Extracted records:
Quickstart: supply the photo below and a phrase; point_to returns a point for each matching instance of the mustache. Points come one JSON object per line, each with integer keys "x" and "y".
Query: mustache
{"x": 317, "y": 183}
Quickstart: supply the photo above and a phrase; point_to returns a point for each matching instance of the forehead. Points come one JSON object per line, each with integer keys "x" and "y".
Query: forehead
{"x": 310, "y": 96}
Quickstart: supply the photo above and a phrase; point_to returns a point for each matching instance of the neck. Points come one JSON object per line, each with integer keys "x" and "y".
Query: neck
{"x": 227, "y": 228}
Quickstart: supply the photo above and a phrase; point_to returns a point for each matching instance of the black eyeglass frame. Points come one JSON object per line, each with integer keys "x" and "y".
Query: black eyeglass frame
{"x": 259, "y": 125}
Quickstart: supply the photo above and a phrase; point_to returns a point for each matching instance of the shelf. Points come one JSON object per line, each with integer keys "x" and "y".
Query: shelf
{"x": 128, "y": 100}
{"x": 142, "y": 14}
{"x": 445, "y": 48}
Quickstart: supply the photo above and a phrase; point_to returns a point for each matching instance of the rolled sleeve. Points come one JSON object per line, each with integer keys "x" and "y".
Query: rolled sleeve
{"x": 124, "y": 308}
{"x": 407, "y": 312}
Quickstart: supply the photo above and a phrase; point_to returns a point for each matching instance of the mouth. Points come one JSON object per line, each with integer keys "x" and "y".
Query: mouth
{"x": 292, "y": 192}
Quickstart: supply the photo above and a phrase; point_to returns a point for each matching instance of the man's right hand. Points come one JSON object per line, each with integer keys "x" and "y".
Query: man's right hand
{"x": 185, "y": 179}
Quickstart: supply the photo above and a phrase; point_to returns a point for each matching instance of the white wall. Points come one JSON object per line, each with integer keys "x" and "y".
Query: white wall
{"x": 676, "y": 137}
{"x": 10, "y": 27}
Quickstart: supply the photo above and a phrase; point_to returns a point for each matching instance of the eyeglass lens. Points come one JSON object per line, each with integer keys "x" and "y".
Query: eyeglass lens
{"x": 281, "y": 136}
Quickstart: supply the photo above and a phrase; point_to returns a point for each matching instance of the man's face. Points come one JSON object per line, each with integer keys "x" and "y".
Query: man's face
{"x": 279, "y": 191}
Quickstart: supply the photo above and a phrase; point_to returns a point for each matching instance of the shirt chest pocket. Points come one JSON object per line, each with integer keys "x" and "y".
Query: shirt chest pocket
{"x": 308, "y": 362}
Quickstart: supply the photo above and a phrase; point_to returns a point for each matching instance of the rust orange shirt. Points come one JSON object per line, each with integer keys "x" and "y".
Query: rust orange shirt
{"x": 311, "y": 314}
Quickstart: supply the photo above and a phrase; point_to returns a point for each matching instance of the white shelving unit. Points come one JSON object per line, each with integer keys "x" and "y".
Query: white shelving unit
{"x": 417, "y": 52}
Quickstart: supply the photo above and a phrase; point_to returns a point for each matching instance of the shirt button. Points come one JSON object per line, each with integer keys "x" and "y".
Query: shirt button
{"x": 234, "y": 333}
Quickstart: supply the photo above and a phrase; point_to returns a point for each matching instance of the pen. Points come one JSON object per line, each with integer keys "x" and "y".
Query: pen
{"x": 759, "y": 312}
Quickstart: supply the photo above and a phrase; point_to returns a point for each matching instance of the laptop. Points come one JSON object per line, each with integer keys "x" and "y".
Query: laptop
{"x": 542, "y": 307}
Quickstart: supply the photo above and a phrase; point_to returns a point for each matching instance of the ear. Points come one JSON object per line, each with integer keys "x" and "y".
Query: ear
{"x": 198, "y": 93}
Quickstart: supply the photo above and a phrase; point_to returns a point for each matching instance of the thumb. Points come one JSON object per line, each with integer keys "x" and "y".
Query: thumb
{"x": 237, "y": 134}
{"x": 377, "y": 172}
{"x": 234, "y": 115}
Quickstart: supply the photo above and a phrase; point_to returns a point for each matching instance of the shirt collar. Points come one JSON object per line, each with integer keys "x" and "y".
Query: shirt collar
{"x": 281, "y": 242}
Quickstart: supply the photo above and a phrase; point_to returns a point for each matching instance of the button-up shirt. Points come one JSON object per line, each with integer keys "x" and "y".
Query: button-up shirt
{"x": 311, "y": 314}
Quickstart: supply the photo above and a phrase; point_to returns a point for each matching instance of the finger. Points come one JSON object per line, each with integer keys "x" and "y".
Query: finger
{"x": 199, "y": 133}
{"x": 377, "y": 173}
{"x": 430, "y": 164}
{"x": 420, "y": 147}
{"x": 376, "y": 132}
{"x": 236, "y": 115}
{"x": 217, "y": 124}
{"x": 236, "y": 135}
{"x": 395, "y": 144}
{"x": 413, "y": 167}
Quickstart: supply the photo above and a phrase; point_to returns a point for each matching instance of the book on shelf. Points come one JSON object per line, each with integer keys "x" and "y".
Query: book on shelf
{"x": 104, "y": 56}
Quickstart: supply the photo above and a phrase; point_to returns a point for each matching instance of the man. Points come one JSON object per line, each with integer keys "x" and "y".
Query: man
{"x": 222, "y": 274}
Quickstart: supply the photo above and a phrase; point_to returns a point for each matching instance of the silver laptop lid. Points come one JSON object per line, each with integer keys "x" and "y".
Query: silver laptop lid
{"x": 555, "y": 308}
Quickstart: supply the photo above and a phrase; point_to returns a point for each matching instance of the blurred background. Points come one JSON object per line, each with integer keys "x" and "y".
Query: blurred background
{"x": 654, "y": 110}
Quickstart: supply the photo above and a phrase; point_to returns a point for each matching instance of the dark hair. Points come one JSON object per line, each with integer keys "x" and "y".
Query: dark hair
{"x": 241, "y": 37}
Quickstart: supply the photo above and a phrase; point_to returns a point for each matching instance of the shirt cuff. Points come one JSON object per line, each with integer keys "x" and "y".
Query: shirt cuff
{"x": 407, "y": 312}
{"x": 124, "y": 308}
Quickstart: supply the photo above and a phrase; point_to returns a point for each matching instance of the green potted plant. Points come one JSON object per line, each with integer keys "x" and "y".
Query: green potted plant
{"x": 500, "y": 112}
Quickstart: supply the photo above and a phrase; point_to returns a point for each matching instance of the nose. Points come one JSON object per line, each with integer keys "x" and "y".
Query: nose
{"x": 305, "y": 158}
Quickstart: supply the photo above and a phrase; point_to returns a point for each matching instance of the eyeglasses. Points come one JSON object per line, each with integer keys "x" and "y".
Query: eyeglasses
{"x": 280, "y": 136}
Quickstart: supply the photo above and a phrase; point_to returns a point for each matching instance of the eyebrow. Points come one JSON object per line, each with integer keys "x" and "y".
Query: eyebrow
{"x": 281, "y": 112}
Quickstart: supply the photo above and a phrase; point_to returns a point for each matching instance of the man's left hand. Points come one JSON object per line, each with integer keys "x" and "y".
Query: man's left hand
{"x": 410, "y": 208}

> To do
Write out every line of the rows above, changing nothing.

> Task solution
Quickstart: supply the photo below and a phrase; point_to returns a point for each matching instance of the mustache. Points come one JSON object per line, each with integer keys "x" and "y".
Query: mustache
{"x": 317, "y": 183}
Quickstart: supply the photo above and a phrase; point_to returns a point for each matching instance of the forehead. Points come one JSON object per line, each with integer keys "x" and "y".
Query: forehead
{"x": 310, "y": 96}
Quickstart: supply the photo above and a phrase; point_to returns a point for each matching instance of the neck. Points come one JSON object per line, each with integer keys "x" and "y".
Query: neck
{"x": 227, "y": 228}
Quickstart: supply the photo above and a phrase; point_to returns a point for each matching instance of the black eyeglass frame. Points come one JSON object per line, each with integer keys "x" and "y".
Query: black eyeglass frame
{"x": 259, "y": 125}
Quickstart: supply the photo above and a phrase; point_to returns a point for each matching instance of the shelf. Points come one JSON object per line, each with integer keys "x" and "y".
Query: shelf
{"x": 128, "y": 100}
{"x": 142, "y": 14}
{"x": 445, "y": 48}
Quickstart: supply the photo above and a phrase; point_to returns a point for each matching instance of the rolled sleeve. Points come one JSON object per line, each with integer keys "x" and "y".
Query: rolled sleeve
{"x": 124, "y": 308}
{"x": 407, "y": 312}
Quickstart: supply the photo above and a phrase; point_to returns a point for each matching instance of the mouth. Points come one JSON object per line, each with integer keys "x" and "y".
Query: mouth
{"x": 292, "y": 192}
Quickstart: supply the photo above and a phrase; point_to returns a point for each matching instance of the man's right hand. Points come one JSON object per line, each with integer keys "x" and "y".
Query: man's right hand
{"x": 185, "y": 179}
Quickstart: supply the photo above and a phrase; point_to returns a point for each matching instance of the white wall. Points come one JSON object per line, each with integer keys "x" and "y".
Query: white wall
{"x": 676, "y": 137}
{"x": 10, "y": 27}
Quickstart: supply the photo above and a phrase; point_to returns a point for each matching instance of the eyeglass lens. Points come one JSON object per line, each with integer keys "x" and "y".
Query: eyeglass lens
{"x": 281, "y": 136}
Quickstart: supply the photo above and a phrase; point_to returns a point for each matching instance of the man's face. Points come one JSON object per line, each with integer keys "x" and "y".
Query: man's face
{"x": 279, "y": 191}
Quickstart: supply the photo above and a phrase; point_to returns a point for each matching instance of the shirt chest pocket. Points come one JSON object per line, each with integer keys "x" and "y".
Query: shirt chest pocket
{"x": 308, "y": 362}
Quickstart: supply the photo above and a phrase; point_to returns a point for each matching instance of the rust orange shirt. Points come one JSON object per line, each with integer keys "x" and "y".
Query: rust orange shirt
{"x": 311, "y": 314}
Quickstart: supply the photo above and a phrase; point_to returns a point for each matching instance of the white shelving unit. Points come one JSON object per line, each with integer keys "x" and "y".
Query: white shelving unit
{"x": 417, "y": 52}
Quickstart: supply the photo above and a phrase; point_to returns a point for each matching instance of the shirt button. Points come one JSON object per line, each with integer keys "x" and "y".
Query: shirt button
{"x": 234, "y": 333}
Quickstart: supply the photo above and a phrase; point_to returns a point for each matching instance of the pen. Points come one JSON object per line, each with integer keys "x" and "y".
Query: pen
{"x": 759, "y": 312}
Quickstart: supply the photo above and a phrase; point_to returns a point for each matching instance of the laptop. Points come one JSON object per line, each with integer keys "x" and "y".
Query: laptop
{"x": 542, "y": 307}
Quickstart: supply the photo above and a phrase; point_to returns a point for each matching instance of the ear. Points come one JSON object per line, each with integer keys "x" and "y".
Query: ear
{"x": 198, "y": 93}
Quickstart: supply the photo above and a phrase; point_to returns a point for each matching instance of the thumb. Points come one JSON object per line, each with integer keys "x" and "y".
Query: thumb
{"x": 237, "y": 134}
{"x": 377, "y": 172}
{"x": 234, "y": 115}
Quickstart: supply the photo above and a phrase; point_to returns a point for each matching instance of the shirt collar. Points come one JSON object per line, each with integer keys "x" and "y".
Query: shirt collar
{"x": 281, "y": 242}
Quickstart: supply the photo above and a phrase; point_to returns a point for each matching instance of the button-up shirt. Points come one JSON object per line, each with integer keys "x" and "y".
Query: button-up shirt
{"x": 311, "y": 314}
Quickstart: supply the photo above and a phrase; point_to returns a point for each matching instance of the finger. Points come one JSON object per line, each with integer keys "x" and "y".
Query: finger
{"x": 199, "y": 133}
{"x": 377, "y": 173}
{"x": 430, "y": 164}
{"x": 420, "y": 147}
{"x": 376, "y": 132}
{"x": 236, "y": 115}
{"x": 217, "y": 124}
{"x": 236, "y": 135}
{"x": 395, "y": 144}
{"x": 413, "y": 167}
Quickstart: supply the photo above and a phrase; point_to returns a point for each matching instance of the book on shelf. Points come one JSON object per line, each with integer keys "x" and "y".
Query: book on shelf
{"x": 104, "y": 56}
Quickstart: supply the photo above and a phrase; point_to returns a point for each matching instance of the man. Points come one JSON object per line, each with integer keys "x" and "y".
Query: man
{"x": 222, "y": 274}
Quickstart: supply the photo above and a phrase; point_to returns a point for each matching instance of the silver laptop lid. Points come one JSON object per line, each with integer keys "x" and "y".
Query: silver laptop lid
{"x": 555, "y": 308}
Quickstart: supply the photo above and a phrase; point_to returns a point for each matching instance of the blurred background. Points come one JSON object per line, each with integer keys "x" and "y".
Query: blurred background
{"x": 654, "y": 110}
Quickstart: supply the photo above and a phrase; point_to returns a point for each matching instance of the dark hair. Points come one JSON object per line, each with integer keys "x" and "y".
Query: dark hair
{"x": 241, "y": 37}
Quickstart: supply the photo above and a phrase; point_to returns a point for each matching instance of the shirt cuff. Points come one JSON object per line, each with integer keys "x" and "y".
Query: shirt cuff
{"x": 407, "y": 312}
{"x": 124, "y": 308}
Quickstart: supply the photo above and a phrase; point_to returns a point for each matching instance of the green potted plant. Points come one JSON object per line, each with integer keys "x" and "y".
Query: green potted plant
{"x": 500, "y": 112}
Quickstart: supply the photo above and a phrase; point_to returns a point for each matching instance of the nose. Points come one JSON object per line, each with integer keys "x" and "y".
Query: nose
{"x": 305, "y": 158}
Quickstart: supply the photo above and a phrase; point_to returns a point for each matching instance of the eyeglasses. Points come one JSON object per line, each with integer keys "x" and "y".
Query: eyeglasses
{"x": 280, "y": 136}
Quickstart: supply the photo above and a phrase; point_to returns a point for each matching instance of the eyebrow. Points come one JSON object per line, each with integer keys "x" and "y".
Query: eyebrow
{"x": 281, "y": 112}
Quickstart: supply the photo above and a phrase; point_to returns a point for each matching instance of the man's left hand. Points come one JSON object per line, each with integer keys "x" and "y".
Query: man's left hand
{"x": 410, "y": 208}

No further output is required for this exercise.